*Selected text*
- Opening Delimiter -
Mechanical model for tumour growth: mathematical analysis and optimal therapies
Mechanical model for tumour growth: mathematical analysis and optimal therapies
Abstract.
Over the last decades, great strides have been made by the mathematical and medical communities towards the understanding of solid tumor growth. In this talk, we aim at providing some mathematical insights for a macroscopic mechanical model for tumour growth in which cell-cell adhesion effects are taken into account with the help of a Ginzburg-Landau type energy. In the overall model an equation of Cahn-Hilliard type is coupled to the system of linear elasticity and a reaction-diffusion equation for a nutrient concentration.
After fixing some ideas concerning modelling, we address some selected well-posedness results, and lastly, we discuss an optimal control problem. We seek optimal controls in the form of a boundary nutrient supply, as well as concentrations of cytotoxic and antiangiogenic drugs that minimise a cost functional involving mechanical stresses. Special attention is given to sparsity effects, where with the inclusion of convex non-differentiable regularisation terms to the cost functional, we can infer from the first-order optimality conditions that the optimal drug concentrations can vanish on certain time intervals.
This is a joint work with Harald Garcke (University of Regensburg) and Kei Fong Lam (Hong Kong Baptist University).
- Closing Delimiter -
*What to do*
A: How would you translate this sentence from the tumor growth abstract into French: "In the overall model an equation of Cahn-Hilliard type is coupled to the system of linear elasticity and a reaction-diffusion equation for a nutrient concentration."
B: According to the tumor growth abstract, why can the optimal drug concentrations vanish on certain time intervals?

[Stored items from a collection]
- Opening Delimiter -
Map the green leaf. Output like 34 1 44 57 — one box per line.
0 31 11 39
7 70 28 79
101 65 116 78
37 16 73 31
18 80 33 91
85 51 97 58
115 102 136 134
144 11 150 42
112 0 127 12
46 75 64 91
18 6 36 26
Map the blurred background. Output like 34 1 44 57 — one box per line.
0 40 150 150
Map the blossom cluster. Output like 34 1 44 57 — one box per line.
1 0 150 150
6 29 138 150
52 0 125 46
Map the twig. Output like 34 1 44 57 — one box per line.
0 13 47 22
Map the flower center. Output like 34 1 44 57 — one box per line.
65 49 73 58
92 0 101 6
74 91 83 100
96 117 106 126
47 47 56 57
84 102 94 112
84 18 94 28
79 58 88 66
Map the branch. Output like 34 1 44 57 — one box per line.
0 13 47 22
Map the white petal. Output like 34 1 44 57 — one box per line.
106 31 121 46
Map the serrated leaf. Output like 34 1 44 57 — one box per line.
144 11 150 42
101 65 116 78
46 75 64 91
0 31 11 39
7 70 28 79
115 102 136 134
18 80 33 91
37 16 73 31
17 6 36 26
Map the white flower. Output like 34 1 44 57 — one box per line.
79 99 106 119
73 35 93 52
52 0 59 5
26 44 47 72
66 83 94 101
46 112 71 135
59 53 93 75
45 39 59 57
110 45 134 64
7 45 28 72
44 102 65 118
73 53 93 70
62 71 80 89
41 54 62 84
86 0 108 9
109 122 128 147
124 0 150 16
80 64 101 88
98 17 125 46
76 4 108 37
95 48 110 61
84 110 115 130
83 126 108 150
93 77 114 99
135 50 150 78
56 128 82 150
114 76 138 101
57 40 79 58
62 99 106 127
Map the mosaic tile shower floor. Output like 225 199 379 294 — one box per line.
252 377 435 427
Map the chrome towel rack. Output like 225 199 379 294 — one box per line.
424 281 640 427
- Closing Delimiter -
*Replies*
A: Dans le modèle global, une équation de type Cahn-Hilliard est couplée au système de l'élasticité linéaire et à une équation de réaction-diffusion pour une concentration en nutriments.

B: Convex non-differentiable regularization terms are included in the cost functional. From the first-order optimality conditions, one can then infer that the optimal drug concentrations can vanish on certain time intervals. The abstract calls these sparsity effects.